--- DOCUMENT SEGMENT ---
Suddenly the ship slammed bow first into the obstruction at 30
or more knots - severely damaging the vessel and injuring most
all aboard. Tragically, a US sailor lost his life as a result of
the accident. More lives could have been lost however. The bow
of the ship lost almost all ballast tanks, significantly
degrading buoyancy and the ability to recover from 500 feet
below the ocean’s surface. However, due to the heroics of her
crew, and the ruggedness of the vessel, the boat did recover
from the head-on collision. That this boat did return from the
depths is somewhat of a miracle and it should reflect well on
all those that support submarine design, construction and
operations. One should also consider the Navy’s maintenance and
reliability strategies over the past years to preserve and
enhance system integrity. No one single factor saved the San
Francisco, and as people in all industries study risk, as it is
associated with their plants or platforms, the USS San Francisco
serves as an example of what can go wrong.
Maintenance Planning
In 1995 the Submarine Maintenance Engineering, Planning and
Procurement Activity (SUBMEPP) – a Kittery, Maine field activity
for Naval Sea Systems Command (NAVSEA) - began classical RCM
analysis for non-nuclear submarine systems and equipment.

--- WHAT IS REQUIRED ---
Using the passage on the USS San Francisco collision, answer yes or no to whether each statement agrees with it, and quote the exact words of the passage that decide it: (a) The ship hit the obstruction at 30 knots or more. (b) The passage credits one single factor with saving the San Francisco. (c) In 1995 SUBMEPP began classical RCM analysis for nuclear submarine systems.

--- STORED DATA ---

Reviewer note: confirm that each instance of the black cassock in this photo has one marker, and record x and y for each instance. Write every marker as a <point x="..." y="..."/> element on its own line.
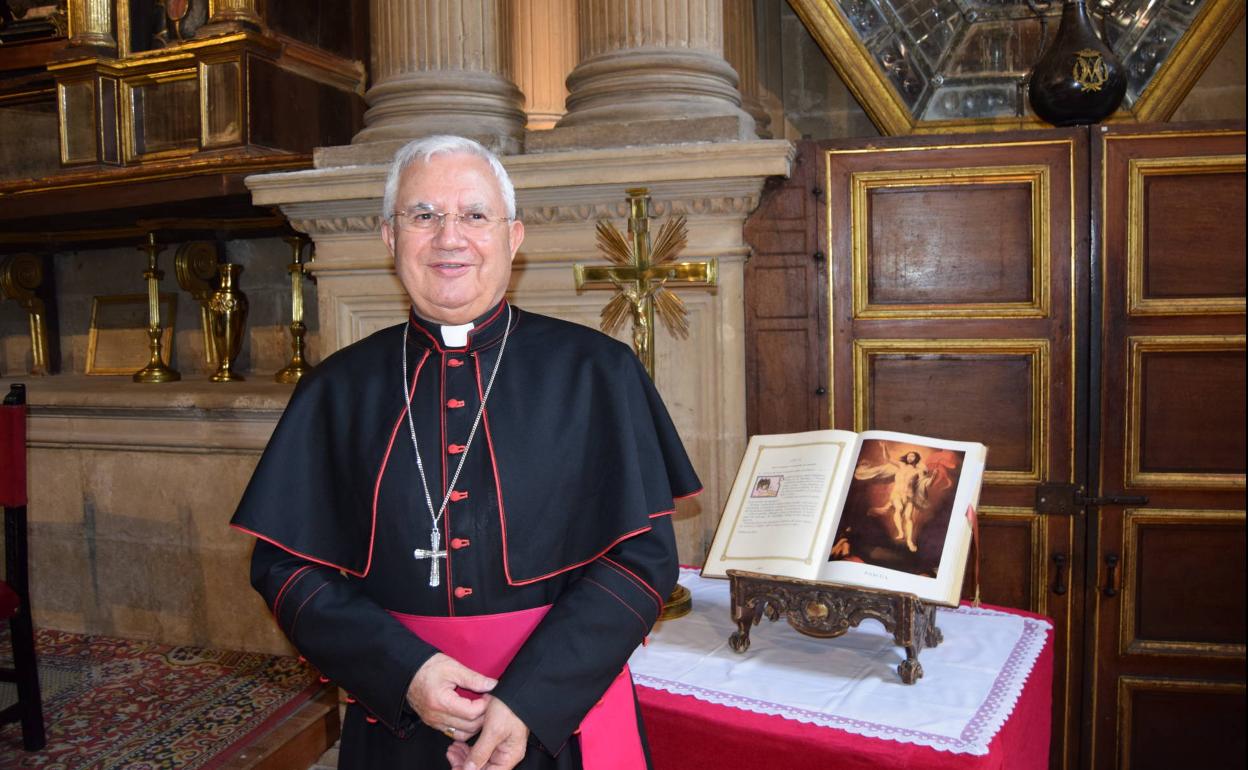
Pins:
<point x="563" y="499"/>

--- TASK RESULT ---
(a) Yes: "Suddenly the ship slammed bow first into the obstruction at 30 or more knots"
(b) No: "No one single factor saved the San Francisco"
(c) No: "began classical RCM analysis for non-nuclear submarine systems and equipment"